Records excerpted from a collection
▼
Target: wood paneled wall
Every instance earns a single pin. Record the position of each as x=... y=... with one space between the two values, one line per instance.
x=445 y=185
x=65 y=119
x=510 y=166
▲
● ASSIGNMENT:
Retype each line above, keeping every character.

● SOLUTION TO THIS TASK:
Target: wood paneled wall
Every instance earns a single pin. Record the position of each as x=... y=... with one space between the two values, one line per instance.
x=445 y=185
x=65 y=119
x=510 y=166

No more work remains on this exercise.